▸ TEXTO DEL DOCUMENTO:
Lo normal es ver un rey que muestra todo su poder. Y hace temer a sus súbditos dándoles al mismo tiempo seguridad. Pero Jesús, el Mesías esperado, entra montado en un pollino.
Parece una burla. Como si no tuviera ningún poder. Un rey débil e impotente. Entra en Jerusalén aclamado. Cualquiera pensaría que va a comenzar a reinar. Pero nada de eso ocurre.
Las aclamaciones se van apagando lentamente y Jesús vuelve a ser uno más. El hijo del carpintero. Un hombre de Nazaret.
Todo el mundo conoce su historia, su pasado. No tiene ya nada de especial. Comienza la Semana Santa en este clima extraño.
Un Dios hecho hombre que no cambia la realidad de la esclavitud, no acaba con las injusticias, no suprime el mal ni la muerte.
No da su merecido a los crueles, castigando sus malas obras. No cambia el orden de ser de las cosas recuperando la belleza del paraíso.

▸ TAREA ASIGNADA: Devuelve, por favor, el texto del documento completo, tal como aparece arriba y sin cambiar nada.

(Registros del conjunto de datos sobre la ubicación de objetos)
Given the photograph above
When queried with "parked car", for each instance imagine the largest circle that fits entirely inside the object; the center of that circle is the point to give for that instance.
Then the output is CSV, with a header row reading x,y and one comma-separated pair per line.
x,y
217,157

▸ PROBLEMA RESUELTO:
Lo normal es ver un rey que muestra todo su poder. Y hace temer a sus súbditos dándoles al mismo tiempo seguridad. Pero Jesús, el Mesías esperado, entra montado en un pollino.
Parece una burla. Como si no tuviera ningún poder. Un rey débil e impotente. Entra en Jerusalén aclamado. Cualquiera pensaría que va a comenzar a reinar. Pero nada de eso ocurre.
Las aclamaciones se van apagando lentamente y Jesús vuelve a ser uno más. El hijo del carpintero. Un hombre de Nazaret.
Todo el mundo conoce su historia, su pasado. No tiene ya nada de especial. Comienza la Semana Santa en este clima extraño.
Un Dios hecho hombre que no cambia la realidad de la esclavitud, no acaba con las injusticias, no suprime el mal ni la muerte.
No da su merecido a los crueles, castigando sus malas obras. No cambia el orden de ser de las cosas recuperando la belleza del paraíso.